_TEXT TO READ_
==================================================
Hi

10 days and no replies. That's not nice of people. So here I go.

I think I can follow the design you propose, even though I am not really
into the database code part of Fedora. 
To retell it, so you can check my understanding: There is some config in
DefaultDOManager.dbspec that determines which part of a fedora object is
cached in the database. You amend that config, so that the user can
provide a config file, so that additional content is cached.
That's all there is, right?

I am not against the idea, but I consider it a stopgap measure. 
The problem you outline is that actually querying the foxml files is to
slow in the fedora design. You want a faster way to access the contents,
and thus you propose to store it in a database. So far I agree, the
fedora backend is not fast for small queries (as the entire object is
parsed for any query), and some indexed frontend is sometimes required.
==================================================
_STORED ROWS_
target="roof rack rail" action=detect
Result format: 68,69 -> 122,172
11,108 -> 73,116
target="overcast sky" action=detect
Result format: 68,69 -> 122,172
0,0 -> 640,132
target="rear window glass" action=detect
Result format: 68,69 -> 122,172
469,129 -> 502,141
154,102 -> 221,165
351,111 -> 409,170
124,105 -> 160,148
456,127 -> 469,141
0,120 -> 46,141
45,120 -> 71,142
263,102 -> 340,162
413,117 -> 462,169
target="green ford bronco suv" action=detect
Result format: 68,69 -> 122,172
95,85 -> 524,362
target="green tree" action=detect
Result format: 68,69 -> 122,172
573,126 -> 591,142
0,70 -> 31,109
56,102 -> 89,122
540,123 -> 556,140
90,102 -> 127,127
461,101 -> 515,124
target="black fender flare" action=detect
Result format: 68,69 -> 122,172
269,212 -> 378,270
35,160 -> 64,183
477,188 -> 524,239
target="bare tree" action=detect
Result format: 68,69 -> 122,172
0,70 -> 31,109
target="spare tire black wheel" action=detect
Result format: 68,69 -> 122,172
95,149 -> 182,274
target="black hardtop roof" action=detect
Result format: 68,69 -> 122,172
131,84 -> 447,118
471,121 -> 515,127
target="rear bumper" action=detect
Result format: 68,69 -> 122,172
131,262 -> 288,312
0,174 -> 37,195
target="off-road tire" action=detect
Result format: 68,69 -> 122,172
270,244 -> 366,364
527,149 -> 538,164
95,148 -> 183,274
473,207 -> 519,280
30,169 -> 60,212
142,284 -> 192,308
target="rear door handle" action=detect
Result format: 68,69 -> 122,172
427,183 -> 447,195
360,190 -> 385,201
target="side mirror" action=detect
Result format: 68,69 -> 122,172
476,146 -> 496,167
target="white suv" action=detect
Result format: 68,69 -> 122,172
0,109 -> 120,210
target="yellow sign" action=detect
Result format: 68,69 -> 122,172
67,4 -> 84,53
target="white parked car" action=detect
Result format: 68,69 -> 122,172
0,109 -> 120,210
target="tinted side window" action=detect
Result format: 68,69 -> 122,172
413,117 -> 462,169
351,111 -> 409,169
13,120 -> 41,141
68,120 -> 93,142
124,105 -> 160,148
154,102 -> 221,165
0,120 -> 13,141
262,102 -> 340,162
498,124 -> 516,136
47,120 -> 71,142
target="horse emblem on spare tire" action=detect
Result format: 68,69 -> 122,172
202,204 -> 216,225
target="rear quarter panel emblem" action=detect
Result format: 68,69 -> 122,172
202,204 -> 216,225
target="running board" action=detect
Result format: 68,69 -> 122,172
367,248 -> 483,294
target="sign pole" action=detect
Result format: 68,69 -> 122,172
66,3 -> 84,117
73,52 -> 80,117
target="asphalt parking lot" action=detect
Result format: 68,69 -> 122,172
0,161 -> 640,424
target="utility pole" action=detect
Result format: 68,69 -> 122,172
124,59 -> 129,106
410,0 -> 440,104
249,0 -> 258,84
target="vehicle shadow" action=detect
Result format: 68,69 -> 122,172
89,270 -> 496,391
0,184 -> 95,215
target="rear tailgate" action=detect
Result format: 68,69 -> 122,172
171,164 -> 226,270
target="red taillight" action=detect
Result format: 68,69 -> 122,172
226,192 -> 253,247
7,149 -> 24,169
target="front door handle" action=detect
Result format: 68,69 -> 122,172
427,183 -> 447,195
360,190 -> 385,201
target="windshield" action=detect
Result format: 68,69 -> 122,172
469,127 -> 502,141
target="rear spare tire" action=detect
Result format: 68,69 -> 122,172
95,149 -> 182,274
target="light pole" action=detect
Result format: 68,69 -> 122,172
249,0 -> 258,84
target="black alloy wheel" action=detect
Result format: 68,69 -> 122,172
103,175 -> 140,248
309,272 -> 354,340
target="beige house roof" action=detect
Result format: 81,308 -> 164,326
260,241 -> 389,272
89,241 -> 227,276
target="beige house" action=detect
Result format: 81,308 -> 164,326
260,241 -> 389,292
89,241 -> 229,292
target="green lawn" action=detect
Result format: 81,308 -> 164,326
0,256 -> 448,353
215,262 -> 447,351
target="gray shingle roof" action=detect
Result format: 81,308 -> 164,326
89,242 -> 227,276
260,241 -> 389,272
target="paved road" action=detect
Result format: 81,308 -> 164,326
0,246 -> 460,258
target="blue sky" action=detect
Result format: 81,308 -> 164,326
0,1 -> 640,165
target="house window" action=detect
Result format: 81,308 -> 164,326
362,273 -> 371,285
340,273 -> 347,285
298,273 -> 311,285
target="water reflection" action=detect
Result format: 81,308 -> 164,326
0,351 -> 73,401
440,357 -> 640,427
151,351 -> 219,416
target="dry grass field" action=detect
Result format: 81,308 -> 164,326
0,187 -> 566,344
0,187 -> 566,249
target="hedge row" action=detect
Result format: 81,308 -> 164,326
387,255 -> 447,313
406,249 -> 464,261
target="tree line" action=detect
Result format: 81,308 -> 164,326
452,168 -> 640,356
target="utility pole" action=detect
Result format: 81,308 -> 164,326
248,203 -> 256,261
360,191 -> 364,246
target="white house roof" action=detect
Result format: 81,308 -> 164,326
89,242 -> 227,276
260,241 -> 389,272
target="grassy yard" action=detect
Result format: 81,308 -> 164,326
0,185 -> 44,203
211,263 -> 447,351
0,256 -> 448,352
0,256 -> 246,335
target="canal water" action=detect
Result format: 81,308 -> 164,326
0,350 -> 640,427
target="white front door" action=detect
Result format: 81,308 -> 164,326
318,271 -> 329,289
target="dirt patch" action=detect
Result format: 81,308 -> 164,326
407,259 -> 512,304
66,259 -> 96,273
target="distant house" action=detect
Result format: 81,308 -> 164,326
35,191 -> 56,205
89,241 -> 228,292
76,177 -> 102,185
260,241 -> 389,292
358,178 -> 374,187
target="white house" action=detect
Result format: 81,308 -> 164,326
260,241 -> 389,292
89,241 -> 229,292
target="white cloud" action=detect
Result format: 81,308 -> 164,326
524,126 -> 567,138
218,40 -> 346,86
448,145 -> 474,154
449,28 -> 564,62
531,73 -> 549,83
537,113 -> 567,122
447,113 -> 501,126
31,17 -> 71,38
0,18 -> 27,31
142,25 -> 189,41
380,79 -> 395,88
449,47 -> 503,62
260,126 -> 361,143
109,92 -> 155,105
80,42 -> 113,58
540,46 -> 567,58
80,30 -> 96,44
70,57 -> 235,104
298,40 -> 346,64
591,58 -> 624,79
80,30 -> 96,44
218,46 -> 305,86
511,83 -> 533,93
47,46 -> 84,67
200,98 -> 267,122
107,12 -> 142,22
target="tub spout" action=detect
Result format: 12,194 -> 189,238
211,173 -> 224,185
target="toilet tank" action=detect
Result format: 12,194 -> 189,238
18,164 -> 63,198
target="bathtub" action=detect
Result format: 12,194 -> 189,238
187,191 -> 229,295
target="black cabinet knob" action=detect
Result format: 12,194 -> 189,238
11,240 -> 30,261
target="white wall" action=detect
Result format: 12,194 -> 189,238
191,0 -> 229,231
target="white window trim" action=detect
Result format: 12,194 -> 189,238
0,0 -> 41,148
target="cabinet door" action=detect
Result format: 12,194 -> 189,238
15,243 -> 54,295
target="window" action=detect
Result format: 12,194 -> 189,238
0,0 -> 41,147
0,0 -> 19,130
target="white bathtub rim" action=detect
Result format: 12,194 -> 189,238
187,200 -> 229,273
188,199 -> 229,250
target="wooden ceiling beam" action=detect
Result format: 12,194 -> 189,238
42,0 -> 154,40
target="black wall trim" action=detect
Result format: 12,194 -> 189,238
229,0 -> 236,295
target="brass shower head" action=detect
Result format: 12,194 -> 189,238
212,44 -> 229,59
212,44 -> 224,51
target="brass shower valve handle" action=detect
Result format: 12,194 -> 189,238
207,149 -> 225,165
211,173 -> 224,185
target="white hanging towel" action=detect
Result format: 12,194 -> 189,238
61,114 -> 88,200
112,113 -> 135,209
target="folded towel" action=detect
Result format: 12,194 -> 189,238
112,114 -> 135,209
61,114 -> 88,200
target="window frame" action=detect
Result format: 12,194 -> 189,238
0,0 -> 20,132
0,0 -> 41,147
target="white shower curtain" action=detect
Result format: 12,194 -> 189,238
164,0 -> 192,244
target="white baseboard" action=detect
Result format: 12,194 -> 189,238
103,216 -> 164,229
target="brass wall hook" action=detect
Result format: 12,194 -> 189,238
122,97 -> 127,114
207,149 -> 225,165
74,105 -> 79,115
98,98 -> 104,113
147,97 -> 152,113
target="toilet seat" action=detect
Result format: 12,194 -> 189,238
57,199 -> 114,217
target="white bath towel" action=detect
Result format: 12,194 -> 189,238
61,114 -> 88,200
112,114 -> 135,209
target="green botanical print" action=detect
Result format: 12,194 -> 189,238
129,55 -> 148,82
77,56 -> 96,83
==================================================
_SHORT TASK 1_
In the Fedora post, which file holds the config that decides which part of a fedora object is cached in the database?
_SHORT TASK 2_
Retype the Fedora post between "To retell it, so" and "there is, right?", inclusive.
The lines after the Fedora post are separate material.

_OUTPUT 1_
DefaultDOManager.dbspec

_OUTPUT 2_
To retell it, so you can check my understanding: There is some config in
DefaultDOManager.dbspec that determines which part of a fedora object is
cached in the database. You amend that config, so that the user can
provide a config file, so that additional content is cached.
That's all there is, right?